◆ THE REQUEST: Report every line of the data below that contains the string "feather". Treat the match as case-sensitive.

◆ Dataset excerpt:
## Begin
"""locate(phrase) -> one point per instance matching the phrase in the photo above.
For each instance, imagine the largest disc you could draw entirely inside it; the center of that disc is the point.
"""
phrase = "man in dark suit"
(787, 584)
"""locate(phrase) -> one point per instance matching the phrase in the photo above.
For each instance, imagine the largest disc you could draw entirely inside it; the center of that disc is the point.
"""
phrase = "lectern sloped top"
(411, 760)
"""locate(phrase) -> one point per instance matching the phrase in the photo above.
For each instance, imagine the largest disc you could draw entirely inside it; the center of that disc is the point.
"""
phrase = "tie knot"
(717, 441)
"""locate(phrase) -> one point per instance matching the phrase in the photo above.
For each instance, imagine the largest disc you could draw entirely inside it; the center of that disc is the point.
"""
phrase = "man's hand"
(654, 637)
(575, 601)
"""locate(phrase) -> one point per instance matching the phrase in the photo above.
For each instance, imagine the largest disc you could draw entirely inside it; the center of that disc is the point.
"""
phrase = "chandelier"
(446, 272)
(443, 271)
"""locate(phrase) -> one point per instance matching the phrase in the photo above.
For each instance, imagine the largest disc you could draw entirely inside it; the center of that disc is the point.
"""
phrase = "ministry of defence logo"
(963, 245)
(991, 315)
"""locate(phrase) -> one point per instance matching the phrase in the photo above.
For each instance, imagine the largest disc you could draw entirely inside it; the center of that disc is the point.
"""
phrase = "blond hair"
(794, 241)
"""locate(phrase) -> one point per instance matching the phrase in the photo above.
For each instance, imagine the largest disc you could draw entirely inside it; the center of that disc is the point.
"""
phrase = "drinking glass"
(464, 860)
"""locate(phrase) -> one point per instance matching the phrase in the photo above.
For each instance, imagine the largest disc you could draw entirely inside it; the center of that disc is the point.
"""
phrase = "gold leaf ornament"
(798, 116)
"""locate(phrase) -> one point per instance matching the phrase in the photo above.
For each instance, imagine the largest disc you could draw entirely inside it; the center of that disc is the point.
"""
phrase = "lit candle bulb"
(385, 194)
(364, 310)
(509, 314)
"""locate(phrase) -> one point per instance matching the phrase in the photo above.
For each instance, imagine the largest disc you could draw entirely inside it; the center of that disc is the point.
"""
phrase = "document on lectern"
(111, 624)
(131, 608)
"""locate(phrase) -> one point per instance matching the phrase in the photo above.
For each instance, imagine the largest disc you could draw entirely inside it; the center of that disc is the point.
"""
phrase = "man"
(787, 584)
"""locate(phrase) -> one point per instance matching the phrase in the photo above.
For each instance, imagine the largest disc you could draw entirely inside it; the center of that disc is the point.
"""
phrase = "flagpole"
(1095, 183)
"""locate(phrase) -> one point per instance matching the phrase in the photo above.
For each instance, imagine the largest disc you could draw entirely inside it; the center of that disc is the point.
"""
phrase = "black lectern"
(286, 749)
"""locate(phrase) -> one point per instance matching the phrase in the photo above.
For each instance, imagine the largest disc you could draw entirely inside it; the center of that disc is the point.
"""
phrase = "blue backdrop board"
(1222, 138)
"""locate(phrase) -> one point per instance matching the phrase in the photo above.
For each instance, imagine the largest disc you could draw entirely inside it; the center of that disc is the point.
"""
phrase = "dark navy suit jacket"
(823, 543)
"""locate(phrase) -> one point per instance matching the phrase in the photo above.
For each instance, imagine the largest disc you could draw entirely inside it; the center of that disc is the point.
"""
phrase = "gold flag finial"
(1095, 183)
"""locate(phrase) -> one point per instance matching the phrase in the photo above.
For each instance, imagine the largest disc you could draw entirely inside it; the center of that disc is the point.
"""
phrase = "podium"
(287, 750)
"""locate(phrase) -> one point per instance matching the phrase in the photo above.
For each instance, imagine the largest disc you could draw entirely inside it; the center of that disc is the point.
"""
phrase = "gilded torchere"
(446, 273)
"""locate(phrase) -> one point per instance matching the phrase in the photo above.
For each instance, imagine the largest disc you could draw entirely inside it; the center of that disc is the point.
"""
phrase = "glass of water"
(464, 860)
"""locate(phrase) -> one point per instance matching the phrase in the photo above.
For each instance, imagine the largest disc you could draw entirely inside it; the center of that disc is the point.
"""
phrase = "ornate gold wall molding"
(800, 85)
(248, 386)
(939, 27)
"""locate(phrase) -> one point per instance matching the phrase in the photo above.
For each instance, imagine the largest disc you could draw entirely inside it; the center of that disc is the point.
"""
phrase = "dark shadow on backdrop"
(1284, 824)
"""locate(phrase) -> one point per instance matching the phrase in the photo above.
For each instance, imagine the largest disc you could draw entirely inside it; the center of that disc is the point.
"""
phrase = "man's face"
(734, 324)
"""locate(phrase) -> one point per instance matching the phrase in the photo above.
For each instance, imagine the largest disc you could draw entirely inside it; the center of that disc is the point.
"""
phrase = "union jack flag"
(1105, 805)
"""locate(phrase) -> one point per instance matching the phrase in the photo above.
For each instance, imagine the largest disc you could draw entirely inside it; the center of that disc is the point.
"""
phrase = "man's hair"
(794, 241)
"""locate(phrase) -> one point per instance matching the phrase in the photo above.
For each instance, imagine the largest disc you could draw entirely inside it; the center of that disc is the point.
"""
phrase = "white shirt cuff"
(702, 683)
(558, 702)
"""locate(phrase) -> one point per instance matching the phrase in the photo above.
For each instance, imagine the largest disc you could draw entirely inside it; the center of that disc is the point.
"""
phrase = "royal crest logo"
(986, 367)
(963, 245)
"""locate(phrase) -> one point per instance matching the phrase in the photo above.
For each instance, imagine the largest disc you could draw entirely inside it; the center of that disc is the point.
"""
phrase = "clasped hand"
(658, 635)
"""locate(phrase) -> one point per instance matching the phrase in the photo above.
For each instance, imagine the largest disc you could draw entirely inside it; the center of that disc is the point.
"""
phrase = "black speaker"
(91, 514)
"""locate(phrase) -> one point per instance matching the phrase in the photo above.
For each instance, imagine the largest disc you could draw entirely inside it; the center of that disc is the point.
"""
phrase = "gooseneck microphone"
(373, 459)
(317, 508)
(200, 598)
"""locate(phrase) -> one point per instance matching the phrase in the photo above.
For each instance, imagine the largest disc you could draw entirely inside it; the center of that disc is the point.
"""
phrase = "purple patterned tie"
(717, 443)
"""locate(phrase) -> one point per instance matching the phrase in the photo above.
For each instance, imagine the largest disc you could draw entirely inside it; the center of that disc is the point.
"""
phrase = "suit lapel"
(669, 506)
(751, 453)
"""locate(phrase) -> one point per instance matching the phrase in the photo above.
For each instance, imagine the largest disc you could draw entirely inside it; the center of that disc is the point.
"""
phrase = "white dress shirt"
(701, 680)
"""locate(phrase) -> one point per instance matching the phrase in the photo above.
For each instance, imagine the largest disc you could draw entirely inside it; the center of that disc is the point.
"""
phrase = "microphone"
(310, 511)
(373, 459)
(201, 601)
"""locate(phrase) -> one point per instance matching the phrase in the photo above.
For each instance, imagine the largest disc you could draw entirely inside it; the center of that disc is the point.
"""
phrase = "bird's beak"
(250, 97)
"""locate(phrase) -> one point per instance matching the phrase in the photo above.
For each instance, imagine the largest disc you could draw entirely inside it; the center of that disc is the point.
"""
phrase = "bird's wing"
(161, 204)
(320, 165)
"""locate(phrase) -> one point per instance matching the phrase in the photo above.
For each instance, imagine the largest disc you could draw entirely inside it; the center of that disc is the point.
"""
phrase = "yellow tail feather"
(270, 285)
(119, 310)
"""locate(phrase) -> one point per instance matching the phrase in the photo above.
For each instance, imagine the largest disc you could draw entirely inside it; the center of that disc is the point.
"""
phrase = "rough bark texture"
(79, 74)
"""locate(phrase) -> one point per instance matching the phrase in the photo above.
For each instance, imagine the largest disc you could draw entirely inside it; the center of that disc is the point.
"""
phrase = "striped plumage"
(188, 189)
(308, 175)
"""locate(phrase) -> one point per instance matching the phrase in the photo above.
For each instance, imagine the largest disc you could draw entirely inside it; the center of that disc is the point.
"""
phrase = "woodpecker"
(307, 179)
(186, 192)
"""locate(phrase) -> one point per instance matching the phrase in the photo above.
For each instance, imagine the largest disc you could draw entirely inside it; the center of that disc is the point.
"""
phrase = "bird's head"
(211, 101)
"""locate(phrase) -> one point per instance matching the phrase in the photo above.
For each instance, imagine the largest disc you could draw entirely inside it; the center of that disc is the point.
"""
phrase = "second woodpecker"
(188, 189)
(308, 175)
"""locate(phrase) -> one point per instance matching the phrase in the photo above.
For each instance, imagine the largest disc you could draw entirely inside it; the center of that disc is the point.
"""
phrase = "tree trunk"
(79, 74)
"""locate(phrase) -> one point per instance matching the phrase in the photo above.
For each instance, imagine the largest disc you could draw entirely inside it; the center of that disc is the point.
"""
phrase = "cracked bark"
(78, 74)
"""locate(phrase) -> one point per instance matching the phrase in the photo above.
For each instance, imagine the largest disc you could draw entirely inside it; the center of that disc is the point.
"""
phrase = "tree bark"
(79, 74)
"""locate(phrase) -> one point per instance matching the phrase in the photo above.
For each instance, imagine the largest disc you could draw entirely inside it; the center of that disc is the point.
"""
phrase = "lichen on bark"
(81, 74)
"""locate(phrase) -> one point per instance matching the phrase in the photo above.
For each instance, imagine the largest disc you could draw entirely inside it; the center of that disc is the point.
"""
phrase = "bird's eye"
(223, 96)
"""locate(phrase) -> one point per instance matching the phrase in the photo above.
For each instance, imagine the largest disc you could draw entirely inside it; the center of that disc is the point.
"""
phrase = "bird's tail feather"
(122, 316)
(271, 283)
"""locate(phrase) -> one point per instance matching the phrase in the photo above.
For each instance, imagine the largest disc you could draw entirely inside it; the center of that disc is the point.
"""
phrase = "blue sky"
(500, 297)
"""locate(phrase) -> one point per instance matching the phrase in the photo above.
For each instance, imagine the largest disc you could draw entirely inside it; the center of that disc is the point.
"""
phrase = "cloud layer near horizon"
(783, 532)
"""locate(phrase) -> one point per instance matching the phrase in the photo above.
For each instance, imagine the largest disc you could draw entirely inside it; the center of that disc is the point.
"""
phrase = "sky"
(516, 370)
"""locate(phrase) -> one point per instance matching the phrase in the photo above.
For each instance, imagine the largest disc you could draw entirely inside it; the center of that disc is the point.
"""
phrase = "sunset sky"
## End
◆ ANSWER TO THIS EXERCISE:
phrase = "yellow tail feather"
phrase = "bird's tail feather"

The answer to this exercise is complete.